(Request):
Locate "A point marks every instance of the gravel" in the listing below, then output the line holding it and every line after it, exactly and with nothing else.
-- Start of Materials provided --
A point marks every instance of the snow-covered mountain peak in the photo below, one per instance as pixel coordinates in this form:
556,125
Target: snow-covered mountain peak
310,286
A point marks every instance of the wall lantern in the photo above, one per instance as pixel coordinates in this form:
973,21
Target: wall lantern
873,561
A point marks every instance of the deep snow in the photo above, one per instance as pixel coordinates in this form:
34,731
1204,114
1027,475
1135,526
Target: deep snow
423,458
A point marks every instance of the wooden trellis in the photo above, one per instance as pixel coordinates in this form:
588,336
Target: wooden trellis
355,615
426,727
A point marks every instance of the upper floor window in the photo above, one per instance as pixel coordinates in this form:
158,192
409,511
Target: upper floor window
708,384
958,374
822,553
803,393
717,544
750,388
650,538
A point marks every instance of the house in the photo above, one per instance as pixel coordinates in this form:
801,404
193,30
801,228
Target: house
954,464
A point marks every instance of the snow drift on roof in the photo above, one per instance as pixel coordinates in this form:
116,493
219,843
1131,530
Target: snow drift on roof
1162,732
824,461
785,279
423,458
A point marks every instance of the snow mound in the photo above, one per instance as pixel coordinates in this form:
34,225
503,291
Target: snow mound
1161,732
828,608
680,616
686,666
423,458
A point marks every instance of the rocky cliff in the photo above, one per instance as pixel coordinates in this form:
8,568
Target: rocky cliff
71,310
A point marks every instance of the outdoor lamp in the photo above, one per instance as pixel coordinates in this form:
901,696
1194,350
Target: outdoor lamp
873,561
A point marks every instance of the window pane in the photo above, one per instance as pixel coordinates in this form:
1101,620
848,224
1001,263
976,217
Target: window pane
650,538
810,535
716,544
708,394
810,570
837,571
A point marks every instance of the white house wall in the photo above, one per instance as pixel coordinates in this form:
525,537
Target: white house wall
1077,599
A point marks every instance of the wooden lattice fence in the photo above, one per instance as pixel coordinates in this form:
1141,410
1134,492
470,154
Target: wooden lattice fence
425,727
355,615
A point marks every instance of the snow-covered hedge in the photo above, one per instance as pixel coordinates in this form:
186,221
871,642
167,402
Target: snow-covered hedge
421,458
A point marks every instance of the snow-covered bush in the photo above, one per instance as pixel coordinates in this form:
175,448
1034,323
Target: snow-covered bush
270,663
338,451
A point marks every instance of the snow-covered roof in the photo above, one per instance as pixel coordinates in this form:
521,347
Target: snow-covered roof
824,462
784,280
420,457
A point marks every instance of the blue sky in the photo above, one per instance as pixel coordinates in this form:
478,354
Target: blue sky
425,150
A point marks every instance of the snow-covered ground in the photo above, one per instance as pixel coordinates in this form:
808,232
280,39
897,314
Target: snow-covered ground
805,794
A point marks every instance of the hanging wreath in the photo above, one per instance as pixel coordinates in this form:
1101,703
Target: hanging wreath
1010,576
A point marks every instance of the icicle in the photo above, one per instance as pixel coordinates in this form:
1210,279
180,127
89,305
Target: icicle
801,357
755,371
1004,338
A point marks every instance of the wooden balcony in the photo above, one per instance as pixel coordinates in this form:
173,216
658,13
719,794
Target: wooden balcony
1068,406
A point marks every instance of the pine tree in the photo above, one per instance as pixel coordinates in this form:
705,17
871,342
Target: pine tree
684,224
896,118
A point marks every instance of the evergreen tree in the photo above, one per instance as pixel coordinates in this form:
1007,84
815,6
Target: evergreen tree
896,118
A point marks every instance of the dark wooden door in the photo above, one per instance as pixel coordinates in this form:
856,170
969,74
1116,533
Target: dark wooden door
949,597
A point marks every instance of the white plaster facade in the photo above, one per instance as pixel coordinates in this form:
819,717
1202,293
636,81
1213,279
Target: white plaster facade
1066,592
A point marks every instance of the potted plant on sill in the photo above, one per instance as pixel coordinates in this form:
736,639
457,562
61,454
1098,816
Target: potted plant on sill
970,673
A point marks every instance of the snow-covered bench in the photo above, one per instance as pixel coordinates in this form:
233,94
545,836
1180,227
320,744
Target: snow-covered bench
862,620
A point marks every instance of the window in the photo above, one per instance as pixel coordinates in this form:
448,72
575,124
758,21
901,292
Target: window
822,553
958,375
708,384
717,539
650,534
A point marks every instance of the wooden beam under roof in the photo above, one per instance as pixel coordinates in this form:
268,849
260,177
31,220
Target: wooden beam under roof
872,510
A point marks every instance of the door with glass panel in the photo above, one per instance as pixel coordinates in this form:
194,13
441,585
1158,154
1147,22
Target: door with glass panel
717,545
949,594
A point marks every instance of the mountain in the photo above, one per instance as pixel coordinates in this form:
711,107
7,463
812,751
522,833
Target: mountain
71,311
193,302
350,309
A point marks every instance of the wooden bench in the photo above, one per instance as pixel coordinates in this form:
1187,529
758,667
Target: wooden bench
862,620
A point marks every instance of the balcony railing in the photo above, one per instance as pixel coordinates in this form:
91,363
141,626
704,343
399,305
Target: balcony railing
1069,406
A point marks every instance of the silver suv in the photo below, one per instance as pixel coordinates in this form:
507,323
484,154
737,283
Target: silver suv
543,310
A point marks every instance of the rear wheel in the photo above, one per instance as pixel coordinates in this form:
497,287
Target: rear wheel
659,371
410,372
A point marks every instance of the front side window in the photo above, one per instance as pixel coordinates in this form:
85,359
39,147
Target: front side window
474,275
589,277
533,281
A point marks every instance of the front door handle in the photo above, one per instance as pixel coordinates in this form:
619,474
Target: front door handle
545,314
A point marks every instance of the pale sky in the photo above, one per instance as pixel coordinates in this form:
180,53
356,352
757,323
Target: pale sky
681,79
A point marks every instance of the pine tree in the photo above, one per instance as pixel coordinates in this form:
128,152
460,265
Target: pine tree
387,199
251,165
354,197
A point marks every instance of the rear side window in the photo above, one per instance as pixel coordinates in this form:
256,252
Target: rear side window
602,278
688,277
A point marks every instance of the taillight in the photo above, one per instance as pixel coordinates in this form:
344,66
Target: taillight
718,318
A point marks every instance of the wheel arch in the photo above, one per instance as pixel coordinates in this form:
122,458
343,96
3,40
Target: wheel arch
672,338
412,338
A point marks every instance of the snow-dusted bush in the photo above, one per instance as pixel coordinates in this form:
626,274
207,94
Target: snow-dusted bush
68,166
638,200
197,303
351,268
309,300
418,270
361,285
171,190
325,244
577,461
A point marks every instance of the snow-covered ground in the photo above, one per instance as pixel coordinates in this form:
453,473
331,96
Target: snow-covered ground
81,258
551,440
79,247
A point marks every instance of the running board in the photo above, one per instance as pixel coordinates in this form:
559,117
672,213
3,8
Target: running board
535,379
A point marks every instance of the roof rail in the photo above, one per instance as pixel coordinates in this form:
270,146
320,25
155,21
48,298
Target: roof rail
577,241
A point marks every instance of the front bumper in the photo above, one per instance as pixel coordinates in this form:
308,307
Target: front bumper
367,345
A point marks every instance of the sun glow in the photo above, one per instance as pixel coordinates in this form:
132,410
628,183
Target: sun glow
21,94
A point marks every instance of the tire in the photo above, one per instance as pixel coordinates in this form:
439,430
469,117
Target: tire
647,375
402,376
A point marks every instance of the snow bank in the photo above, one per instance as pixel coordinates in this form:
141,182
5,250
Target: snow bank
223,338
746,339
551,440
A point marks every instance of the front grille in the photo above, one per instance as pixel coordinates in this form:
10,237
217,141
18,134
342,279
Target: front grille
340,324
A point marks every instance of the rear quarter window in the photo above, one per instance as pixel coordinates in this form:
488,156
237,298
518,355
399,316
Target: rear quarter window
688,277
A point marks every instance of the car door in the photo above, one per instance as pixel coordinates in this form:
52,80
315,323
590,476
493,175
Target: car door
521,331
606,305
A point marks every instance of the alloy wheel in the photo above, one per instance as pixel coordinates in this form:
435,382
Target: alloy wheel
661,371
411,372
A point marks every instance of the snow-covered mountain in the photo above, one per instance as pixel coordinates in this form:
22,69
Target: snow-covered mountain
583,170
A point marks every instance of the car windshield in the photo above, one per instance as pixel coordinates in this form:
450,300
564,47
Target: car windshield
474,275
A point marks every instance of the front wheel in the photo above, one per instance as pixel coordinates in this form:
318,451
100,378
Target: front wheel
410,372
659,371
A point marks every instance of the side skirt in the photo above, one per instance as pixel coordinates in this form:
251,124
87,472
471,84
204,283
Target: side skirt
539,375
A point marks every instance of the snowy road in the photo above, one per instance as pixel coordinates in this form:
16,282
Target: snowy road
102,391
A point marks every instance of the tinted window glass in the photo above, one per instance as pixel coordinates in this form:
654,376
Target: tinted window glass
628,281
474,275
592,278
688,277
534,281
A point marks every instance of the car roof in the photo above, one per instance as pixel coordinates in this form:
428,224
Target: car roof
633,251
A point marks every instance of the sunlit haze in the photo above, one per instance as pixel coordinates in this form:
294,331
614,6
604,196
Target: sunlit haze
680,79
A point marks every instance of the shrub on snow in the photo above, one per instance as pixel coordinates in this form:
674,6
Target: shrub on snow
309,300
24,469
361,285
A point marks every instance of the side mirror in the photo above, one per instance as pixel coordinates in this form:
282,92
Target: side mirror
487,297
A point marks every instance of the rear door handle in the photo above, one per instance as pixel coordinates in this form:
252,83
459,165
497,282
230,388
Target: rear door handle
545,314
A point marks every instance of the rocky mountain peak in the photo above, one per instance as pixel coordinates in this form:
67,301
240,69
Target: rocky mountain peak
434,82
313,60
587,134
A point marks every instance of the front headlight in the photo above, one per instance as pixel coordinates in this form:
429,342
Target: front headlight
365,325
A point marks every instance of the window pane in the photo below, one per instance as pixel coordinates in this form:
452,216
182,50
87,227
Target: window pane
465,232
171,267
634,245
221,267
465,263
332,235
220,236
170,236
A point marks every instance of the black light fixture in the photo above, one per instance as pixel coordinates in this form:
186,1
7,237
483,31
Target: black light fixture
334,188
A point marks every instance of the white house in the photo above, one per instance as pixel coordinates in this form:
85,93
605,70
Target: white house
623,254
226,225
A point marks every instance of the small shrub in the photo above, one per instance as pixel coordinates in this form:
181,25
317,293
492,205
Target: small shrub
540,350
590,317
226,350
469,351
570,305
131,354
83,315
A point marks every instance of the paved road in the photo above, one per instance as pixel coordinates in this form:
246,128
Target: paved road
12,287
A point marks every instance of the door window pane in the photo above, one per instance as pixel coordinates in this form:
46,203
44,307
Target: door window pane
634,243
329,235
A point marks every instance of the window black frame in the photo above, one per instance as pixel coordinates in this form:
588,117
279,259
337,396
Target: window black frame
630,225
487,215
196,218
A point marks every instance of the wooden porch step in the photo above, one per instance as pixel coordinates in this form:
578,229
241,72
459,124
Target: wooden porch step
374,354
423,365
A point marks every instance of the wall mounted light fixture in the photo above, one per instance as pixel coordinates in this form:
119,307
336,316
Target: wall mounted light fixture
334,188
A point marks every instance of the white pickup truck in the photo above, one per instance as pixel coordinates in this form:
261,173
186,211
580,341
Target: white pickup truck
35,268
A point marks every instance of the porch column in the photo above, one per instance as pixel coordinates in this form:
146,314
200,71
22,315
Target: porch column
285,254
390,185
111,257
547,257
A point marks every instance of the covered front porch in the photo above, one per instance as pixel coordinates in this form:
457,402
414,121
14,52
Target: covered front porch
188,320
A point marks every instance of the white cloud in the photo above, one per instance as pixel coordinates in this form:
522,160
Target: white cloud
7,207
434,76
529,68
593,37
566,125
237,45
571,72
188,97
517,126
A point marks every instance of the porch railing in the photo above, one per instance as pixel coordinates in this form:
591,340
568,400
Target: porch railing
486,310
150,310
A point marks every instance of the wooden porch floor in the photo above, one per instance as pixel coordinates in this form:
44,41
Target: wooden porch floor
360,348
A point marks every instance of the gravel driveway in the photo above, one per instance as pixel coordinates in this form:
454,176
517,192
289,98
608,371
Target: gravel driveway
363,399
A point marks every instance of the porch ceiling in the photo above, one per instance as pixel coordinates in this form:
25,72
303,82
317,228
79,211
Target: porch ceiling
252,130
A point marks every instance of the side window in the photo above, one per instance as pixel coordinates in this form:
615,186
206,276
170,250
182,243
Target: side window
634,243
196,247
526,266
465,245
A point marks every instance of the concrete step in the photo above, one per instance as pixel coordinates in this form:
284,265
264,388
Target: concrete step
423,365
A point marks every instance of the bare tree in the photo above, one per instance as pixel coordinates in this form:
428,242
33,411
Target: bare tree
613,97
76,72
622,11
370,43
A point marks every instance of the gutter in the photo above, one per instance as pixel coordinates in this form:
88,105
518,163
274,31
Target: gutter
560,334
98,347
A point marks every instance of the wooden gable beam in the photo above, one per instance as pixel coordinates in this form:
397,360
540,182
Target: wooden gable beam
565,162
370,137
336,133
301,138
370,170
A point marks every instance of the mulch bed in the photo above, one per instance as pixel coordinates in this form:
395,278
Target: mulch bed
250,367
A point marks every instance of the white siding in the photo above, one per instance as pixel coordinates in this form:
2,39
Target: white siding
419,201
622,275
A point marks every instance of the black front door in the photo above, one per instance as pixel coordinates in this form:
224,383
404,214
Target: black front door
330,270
-- End of Materials provided --
(Exercise output):
A point marks every instance of the gravel driveway in the photo above, one per instance as pixel coordinates in this form:
454,176
517,192
289,98
608,371
Target: gravel driveway
363,399
A point marks every instance of the porch ceiling in the photo above, one per instance as pixel coordinates in this form:
25,72
303,82
317,228
79,211
Target: porch ceiling
252,130
A point marks every instance of the side window in the photo above, one per instance as pixel coordinates in this form:
615,186
206,276
170,250
182,243
Target: side window
634,243
196,247
526,266
465,245
A point marks every instance of the concrete step in the photo above, one per instance as pixel coordinates in this form:
284,265
264,388
Target: concrete step
423,365
A point marks every instance of the bare tree in the photo above, one per instance as pixel coordinates in this form:
428,242
33,411
Target: bare tree
613,97
76,72
622,11
370,43
A point marks every instance of the gutter in the photo above, one per instance as pixel coordinates in this form:
88,105
518,163
274,31
Target: gutter
560,334
98,347
A point marks every instance of the wooden gable beam in the photo above, one per instance as pixel coordinates in this form:
397,360
540,182
Target: wooden gable beam
565,162
370,137
336,133
301,138
370,170
A point marks every instance of the mulch bed in the photo above, one per instance as pixel coordinates in this form:
395,278
Target: mulch bed
250,367
A point marks every instance of the white siding in the photo above, one per instance as pixel coordinates in this form:
2,39
Target: white siding
419,201
622,275
A point marks every instance of the black front door in the photo above, one per instance as pixel coordinates in this form:
224,383
404,214
Target: black front door
330,270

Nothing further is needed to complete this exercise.